* **SOURCE PASSAGE**
World’s first malaria vaccine rollout: PATH welcomes Gavi board’s financial commitment

Gavi's important decision enables low- and middle-income countries to consider adding RTS,S as an additional tool to combat malaria. Additional investments will be needed to expand vaccine supply if current demand projections are realized

New Delhi: PATH has welcomed the decision by the board of Gavi-the Vaccine Alliance, to approve a malaria vaccine program to support the broader rollout of RTS,S/AS01E (RTS,S). The malaria vaccine program will provide funding for vaccine procurement, technical assistance for vaccine introduction, and other activities that will enable interested countries to apply for support to introduce the vaccine.
“Today’s decision by the Gavi board is critically important for those of us living in Africa,” said Dr. Nanthalile Mugala, Chief of Africa Region at PATH. “This commitment will make it possible for low- and middle-income countries in the region that face the greatest malaria burden to consider adding the RTS,S vaccine to their immunization programs as an additional tool to combat malaria. The program could also support other malaria vaccines that become available in the future.”
The Gavi board decision comes less than two months after the World Health Organization (WHO) recommended the RTS,S malaria vaccine for children at risk in areas of moderate to high malaria transmission of Plasmodium falciparum, the deadliest malaria parasite for people and the one most prevalent in Africa. The board’s decision provides funding through 2025 and commits Gavi to continue supporting vaccine rollout and use into the future.
“Today’s news caps a remarkable year for the RTS,S vaccine,” said Dr. Ashley Birkett, Head of Malaria Vaccine Development at PATH. “Thanks to the pilot introduction in Ghana, Kenya, and Malawi, we have solid data on feasibility, safety, and impact in routine use, and evidence that the vaccine increases access to malaria prevention for children at risk. In addition, ongoing research in Burkina Faso and Mali has shown that RTS,S can be combined with preventive drugs to dramatically reduce disease and death in similar settings with highly seasonal transmission. And now, the international community, acting through Gavi, has stepped forward to help finance the broader rollout of this vaccine.”
“In my home country of Zambia, there were more than 2.5 million cases of malaria and nearly 8,000 deaths from malaria in 2019,” said Dr. Mugala. “Across the Africa region, we see that progress in combatting malaria has largely stalled, and hundreds of thousands of children are still dying each year. There is a clear need for new tools to get the fight back on track. With today’s decision, we are another step closer to having a vaccine widely available for use, alongside other malaria interventions.”
Dr. Mugala continued, “There is still a lot of work to be done, however. Countries will need to make their own decisions about whether to adopt the vaccine, and some may need financial support in addition to that of Gavi to ensure sustained access to the vaccine.”

* **ACTIVITY**
Please carry on the press release about Gavi's malaria vaccine decision, starting after its final sentence.

* **DATA FOR ANALYSIS**
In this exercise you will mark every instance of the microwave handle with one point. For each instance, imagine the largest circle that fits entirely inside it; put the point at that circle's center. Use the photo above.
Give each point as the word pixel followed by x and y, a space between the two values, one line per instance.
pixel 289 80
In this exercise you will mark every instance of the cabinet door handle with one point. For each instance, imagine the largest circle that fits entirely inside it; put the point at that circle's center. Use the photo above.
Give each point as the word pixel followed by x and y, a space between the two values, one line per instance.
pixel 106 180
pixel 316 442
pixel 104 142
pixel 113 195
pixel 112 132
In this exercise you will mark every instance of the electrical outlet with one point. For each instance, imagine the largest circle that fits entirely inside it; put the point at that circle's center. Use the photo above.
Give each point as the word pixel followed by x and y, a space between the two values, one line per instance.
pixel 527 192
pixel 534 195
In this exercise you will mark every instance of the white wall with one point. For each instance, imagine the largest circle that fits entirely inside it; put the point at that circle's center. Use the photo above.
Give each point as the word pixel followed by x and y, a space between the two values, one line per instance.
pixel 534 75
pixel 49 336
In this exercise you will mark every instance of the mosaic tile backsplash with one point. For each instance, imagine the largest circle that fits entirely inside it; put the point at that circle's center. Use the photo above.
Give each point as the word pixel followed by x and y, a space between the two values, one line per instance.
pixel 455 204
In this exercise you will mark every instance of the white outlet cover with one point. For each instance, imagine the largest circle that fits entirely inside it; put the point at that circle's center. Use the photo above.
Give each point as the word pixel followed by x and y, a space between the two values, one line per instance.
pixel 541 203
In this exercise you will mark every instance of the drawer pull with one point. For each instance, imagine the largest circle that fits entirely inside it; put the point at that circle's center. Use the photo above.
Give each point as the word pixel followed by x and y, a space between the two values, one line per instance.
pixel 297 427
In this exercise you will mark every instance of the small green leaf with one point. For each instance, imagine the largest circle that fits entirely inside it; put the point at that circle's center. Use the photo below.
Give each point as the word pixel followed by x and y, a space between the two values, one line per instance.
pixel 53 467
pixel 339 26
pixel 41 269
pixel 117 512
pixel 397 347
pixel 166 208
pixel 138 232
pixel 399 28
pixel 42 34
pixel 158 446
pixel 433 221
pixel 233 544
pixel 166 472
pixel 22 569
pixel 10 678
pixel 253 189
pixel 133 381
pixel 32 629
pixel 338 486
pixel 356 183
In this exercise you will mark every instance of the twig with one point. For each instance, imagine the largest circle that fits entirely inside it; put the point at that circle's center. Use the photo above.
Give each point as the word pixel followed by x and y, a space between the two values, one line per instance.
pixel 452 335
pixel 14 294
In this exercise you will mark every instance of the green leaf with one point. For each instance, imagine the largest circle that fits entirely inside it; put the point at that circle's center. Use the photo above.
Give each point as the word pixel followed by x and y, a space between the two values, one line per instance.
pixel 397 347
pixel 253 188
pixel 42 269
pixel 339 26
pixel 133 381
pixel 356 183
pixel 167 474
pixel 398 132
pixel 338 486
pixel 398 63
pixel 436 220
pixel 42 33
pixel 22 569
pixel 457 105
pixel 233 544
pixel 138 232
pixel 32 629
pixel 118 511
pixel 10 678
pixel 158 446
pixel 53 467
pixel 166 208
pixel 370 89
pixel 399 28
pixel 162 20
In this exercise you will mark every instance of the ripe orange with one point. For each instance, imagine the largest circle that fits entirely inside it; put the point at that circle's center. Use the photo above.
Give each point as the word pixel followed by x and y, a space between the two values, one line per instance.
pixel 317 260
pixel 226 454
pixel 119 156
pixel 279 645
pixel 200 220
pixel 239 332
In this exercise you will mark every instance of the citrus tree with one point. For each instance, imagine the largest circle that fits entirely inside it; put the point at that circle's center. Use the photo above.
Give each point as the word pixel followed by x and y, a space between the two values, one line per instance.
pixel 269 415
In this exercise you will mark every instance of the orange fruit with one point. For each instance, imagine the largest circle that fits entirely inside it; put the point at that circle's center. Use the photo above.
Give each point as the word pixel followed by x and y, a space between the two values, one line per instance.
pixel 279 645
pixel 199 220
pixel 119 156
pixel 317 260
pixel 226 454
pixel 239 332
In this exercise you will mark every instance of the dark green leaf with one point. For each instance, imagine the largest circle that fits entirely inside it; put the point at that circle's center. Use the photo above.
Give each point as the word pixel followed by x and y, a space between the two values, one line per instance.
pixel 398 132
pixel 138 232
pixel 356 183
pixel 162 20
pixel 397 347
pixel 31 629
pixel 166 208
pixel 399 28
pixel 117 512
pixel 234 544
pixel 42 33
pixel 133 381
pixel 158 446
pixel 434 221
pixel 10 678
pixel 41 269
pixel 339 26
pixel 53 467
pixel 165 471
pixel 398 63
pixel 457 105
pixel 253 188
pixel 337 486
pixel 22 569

* **TASK OUTPUT**
Dr. Birkett also noted that the initial supply of RTS,S may not be sufficient to satisfy the potential demand in the medium term. “Additional investments will be needed to expand vaccine supply if current demand projections are realized. Together with partners and other stakeholders, PATH is working to help ensure that sufficient malaria vaccine supply will be available to meet this potential demand in the future. As with other new vaccines, it takes time and resources to expand manufacturing.”
“The experience with Covid-19 vaccines has shown the value of risk-sharing in manufacturing alongside research and development, to ensure timely access,” said Dr. Mugala. “Supply of Covid-19 vaccines, including in low resource settings, has benefited from massive, up-front investments that gave vaccine manufacturers confidence that their vaccine doses would be purchased.”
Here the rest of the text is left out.